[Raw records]
* * * *

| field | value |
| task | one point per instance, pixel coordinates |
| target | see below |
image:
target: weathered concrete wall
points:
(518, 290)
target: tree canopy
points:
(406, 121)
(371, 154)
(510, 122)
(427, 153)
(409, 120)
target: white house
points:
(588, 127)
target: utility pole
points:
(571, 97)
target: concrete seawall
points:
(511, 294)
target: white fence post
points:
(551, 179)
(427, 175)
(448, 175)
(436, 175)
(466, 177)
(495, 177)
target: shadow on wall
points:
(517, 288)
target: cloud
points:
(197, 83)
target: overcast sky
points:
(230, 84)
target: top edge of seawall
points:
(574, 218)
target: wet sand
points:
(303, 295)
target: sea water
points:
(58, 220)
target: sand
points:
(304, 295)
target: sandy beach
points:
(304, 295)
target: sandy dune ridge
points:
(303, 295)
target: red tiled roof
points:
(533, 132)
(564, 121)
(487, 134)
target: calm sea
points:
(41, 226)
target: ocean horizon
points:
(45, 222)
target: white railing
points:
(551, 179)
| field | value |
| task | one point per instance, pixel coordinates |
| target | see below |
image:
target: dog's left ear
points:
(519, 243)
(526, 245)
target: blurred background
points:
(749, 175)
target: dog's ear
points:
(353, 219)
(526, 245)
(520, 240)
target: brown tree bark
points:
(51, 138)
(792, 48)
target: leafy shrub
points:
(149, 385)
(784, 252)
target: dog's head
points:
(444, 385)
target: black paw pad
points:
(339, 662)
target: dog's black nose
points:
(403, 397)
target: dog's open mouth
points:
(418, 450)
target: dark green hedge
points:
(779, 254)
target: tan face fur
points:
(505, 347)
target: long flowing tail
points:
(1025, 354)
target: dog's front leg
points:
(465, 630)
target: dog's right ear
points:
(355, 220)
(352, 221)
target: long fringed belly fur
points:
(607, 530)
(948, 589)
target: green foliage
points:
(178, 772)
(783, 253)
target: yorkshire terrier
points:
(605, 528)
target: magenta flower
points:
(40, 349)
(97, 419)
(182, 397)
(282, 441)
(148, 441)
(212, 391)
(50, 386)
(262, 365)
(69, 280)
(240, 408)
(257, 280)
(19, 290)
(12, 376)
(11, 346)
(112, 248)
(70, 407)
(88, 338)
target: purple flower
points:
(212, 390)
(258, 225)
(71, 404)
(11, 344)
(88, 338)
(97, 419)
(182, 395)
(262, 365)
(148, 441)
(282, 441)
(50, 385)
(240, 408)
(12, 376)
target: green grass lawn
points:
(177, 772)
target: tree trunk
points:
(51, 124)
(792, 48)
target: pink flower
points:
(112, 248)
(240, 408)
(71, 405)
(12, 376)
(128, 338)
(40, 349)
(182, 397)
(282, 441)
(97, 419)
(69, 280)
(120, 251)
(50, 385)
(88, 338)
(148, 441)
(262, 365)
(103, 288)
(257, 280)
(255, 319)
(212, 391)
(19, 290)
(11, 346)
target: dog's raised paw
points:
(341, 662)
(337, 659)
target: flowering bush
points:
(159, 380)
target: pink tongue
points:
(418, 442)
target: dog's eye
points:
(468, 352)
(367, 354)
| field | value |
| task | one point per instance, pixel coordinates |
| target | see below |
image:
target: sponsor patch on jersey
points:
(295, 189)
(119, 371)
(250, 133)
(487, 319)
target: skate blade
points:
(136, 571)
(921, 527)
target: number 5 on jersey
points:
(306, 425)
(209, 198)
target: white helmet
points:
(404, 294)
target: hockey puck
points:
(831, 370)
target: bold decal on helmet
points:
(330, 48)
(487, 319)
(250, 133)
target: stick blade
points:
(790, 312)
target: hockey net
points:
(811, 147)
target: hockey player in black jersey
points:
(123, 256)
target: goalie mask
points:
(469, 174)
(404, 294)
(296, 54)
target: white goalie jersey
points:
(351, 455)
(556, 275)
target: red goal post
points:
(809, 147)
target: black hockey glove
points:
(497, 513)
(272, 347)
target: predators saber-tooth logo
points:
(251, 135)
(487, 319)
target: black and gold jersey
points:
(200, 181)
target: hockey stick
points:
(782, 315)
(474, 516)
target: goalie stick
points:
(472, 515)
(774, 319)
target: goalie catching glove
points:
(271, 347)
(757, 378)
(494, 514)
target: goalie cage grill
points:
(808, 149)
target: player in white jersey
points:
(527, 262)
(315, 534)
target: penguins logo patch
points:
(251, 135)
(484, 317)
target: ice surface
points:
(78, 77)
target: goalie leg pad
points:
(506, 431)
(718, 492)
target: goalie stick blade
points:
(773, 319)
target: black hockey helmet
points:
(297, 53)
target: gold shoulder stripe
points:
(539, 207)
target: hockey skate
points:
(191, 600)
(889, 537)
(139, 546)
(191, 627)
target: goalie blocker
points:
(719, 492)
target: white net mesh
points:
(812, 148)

* * * *

#### WHAT IS BEING ASKED:
Reproduce, word for word, the portion of the material that begins with the line containing "target: hockey stick" and continues through the final line of the material, including both of those lines.

#### FINISHED ANSWER:
target: hockey stick
points:
(782, 315)
(474, 516)
target: goalie stick
points:
(472, 515)
(774, 319)
target: goalie catching glove
points:
(271, 347)
(757, 378)
(494, 514)
target: goalie cage grill
points:
(808, 149)
target: player in white jersey
points:
(527, 262)
(315, 534)
target: penguins logo patch
points:
(251, 135)
(484, 317)
target: ice surface
points:
(78, 77)
target: goalie leg pad
points:
(506, 431)
(718, 492)
target: goalie stick blade
points:
(773, 319)
target: black hockey helmet
points:
(297, 53)
target: gold shoulder stripe
points:
(539, 207)
target: hockey skate
points:
(191, 600)
(889, 537)
(139, 546)
(191, 627)
target: goalie blocker
points:
(719, 492)
target: white net mesh
points:
(812, 148)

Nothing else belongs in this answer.